_Testo_.

* * * * * * * * *

Le Aree interne comprendono oltre 4mila Comuni, il 48,5% del totale. Si tratta di territori fragili nei quali i fenomeni demografici, come l’invecchiamento della popolazione e l’abbandono dei territori a causa delle migrazioni, sono esacerbati rispetto al resto del Paese. Secondo i dati ISTAT, al 1° gennaio 2024 nelle Aree interne risiedono circa 13 milioni e 300mila individui, circa un quarto della popolazione residente in Italia (nei Centri, invece, la popolazione è pari a 45 milioni e 700mila individui. In particolare, risiedono nei Comuni Intermedi 8 milioni di persone (pari al 13,6% del totale dei residenti in Italia), nei Comuni Periferici 4,6 milioni (7,8%) e, infine, nei Comuni Ultraperiferici, i più svantaggiati in termini di accessibilità ai servizi, 700mila individui (1,2%).
La diminuzione della popolazione assume contorni anche più intensi esaminando i Comuni Periferici e Ultraperiferici. Se, tra il 2002 e il 2014, la popolazione dei Comuni Periferici evidenziava ancora una crescita dello 0,6%, quella dei Comuni Ultraperiferici aveva già intrapreso un percorso di evidente riduzione, pari al -3,1%. Tra il 2014 e il 2024, poi, il declino demografico risulta generalizzato ad ampia parte del territorio nazionale ma con più evidente forza nelle aree periferiche (-6,3%) e ultraperiferiche (-7,7%). Inoltre, negli ultimi 20 anni i Comuni delle Aree interne, che hanno una popolazione più anziana di quella dei Centri, hanno sempre registrato tassi di mortalità più elevati dei Centri. Nel 2023 nelle Aree interne si registra un tasso del 12,1 per mille, contro uno del 10,9 per mille nei Centri.
Un altro importante elemento di fragilità demografica delle Aree interne è costituito dai significativi deflussi di popolazione che dai Comuni Intermedi, Periferici e Ultra-periferici si dirigono verso i Centri o verso l’estero. “Il flusso migratorio che origina dalle Aree interne e si dirige verso i Centri è stato rilevante negli ultimi 20 anni”, si legge nel Report dell’ISTAT. “Dal 2002 al 2023 si contano poco meno di 3 milioni e mezzo di movimenti che hanno interessato questa traiettoria e circa 3 milioni e 300mila che invece hanno coinvolto movimenti sulla traiettoria inversa, con una perdita complessiva dovuta allo scambio tra aree pari a poco meno di 190mila residenti delle Aree interne, equivalenti alla scomparsa di una città come Taranto.”

* * * * * * * * *

_Consegna 1_. Conta le righe dell'elenco in cui compare la stringa "cave" e riporta soltanto il numero.
Il testo e l'elenco non hanno alcun legame tra loro.

* * * * * * * * *

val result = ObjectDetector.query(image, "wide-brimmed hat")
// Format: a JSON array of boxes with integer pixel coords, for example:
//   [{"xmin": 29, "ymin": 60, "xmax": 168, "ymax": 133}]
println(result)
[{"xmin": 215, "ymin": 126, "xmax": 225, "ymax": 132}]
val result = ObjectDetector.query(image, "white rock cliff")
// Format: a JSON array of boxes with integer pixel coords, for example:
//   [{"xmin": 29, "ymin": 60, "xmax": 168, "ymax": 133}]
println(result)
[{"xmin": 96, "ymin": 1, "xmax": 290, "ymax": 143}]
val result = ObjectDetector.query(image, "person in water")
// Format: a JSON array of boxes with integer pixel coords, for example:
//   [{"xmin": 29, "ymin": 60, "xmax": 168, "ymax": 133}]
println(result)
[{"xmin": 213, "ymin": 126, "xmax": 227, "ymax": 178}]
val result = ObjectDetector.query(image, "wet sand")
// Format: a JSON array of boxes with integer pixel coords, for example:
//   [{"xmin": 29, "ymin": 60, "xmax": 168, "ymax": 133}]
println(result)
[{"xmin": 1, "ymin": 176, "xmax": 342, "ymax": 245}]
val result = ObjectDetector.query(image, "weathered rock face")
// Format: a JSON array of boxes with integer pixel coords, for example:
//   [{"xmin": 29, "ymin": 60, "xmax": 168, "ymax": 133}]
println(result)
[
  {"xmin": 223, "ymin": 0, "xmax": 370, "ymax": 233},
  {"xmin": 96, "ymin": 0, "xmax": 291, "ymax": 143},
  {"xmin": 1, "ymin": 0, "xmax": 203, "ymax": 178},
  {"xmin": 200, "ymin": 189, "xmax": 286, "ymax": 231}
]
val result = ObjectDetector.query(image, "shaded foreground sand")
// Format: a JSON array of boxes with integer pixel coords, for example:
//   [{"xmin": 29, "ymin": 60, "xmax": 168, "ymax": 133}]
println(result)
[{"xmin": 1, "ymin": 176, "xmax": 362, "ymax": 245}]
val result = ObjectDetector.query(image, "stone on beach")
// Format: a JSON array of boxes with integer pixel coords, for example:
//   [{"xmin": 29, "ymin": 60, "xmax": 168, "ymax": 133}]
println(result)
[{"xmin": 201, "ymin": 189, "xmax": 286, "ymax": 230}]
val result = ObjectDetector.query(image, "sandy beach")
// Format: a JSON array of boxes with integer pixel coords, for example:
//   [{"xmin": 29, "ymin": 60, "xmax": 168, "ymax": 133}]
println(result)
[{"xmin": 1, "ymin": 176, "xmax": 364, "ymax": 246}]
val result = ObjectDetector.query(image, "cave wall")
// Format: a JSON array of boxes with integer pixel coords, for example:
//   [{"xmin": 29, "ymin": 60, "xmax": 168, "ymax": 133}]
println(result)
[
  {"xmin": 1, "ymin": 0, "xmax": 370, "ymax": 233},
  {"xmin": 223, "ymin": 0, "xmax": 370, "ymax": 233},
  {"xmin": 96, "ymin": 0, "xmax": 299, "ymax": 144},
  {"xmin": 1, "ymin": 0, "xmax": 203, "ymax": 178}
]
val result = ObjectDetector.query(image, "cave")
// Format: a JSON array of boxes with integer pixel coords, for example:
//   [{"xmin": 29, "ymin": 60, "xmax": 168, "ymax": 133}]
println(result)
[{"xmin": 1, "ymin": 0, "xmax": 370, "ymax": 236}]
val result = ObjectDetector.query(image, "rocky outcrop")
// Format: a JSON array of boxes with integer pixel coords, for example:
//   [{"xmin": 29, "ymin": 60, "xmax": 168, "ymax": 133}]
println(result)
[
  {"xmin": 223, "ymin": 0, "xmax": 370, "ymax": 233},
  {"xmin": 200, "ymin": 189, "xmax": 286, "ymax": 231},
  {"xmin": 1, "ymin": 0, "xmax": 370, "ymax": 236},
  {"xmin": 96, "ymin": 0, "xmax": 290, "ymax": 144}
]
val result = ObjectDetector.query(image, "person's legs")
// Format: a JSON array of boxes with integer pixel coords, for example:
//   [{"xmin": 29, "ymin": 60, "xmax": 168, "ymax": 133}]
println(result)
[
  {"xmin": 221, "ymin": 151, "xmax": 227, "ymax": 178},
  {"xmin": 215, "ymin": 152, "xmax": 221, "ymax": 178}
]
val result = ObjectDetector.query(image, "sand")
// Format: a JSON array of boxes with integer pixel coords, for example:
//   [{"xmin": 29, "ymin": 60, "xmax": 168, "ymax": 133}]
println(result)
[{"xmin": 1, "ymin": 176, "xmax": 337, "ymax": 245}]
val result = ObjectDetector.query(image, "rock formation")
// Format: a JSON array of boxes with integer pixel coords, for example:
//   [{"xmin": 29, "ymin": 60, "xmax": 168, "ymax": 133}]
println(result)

* * * * * * * * *

_Consegna 2_. Riprendi il testo sulle Aree interne dal punto in cui si interrompe.

_Svolgimento 1_. 2

_Svolgimento 2_.
Quasi la metà delle partenze (46,2%) origina da Aree interne del Mezzogiorno, il 34,1% da quelle del Nord e il 19,7% da Aree interne del Centro. Specularmente, sono i Centri del Nord che accolgono la prevalenza di queste partenze (50,8%), seguiti dai Centri del Mezzogiorno (25,9%) e del Centro Italia (23,3%). Complessivamente, tre movimenti su cinque riguardano movimenti da Aree interne a Centri all’interno della stessa ripartizione geografica di residenza, ma è significativa la quota di flussi che dalle Aree interne del Mezzogiorno si dirigono verso i Centri del Nord Italia (16,9%), a conferma del fatto che la tradizionale traiettoria dal Mezzogiorno verso il Nord continua a essere una delle principali direttrici della mobilità interna che interessa il Paese.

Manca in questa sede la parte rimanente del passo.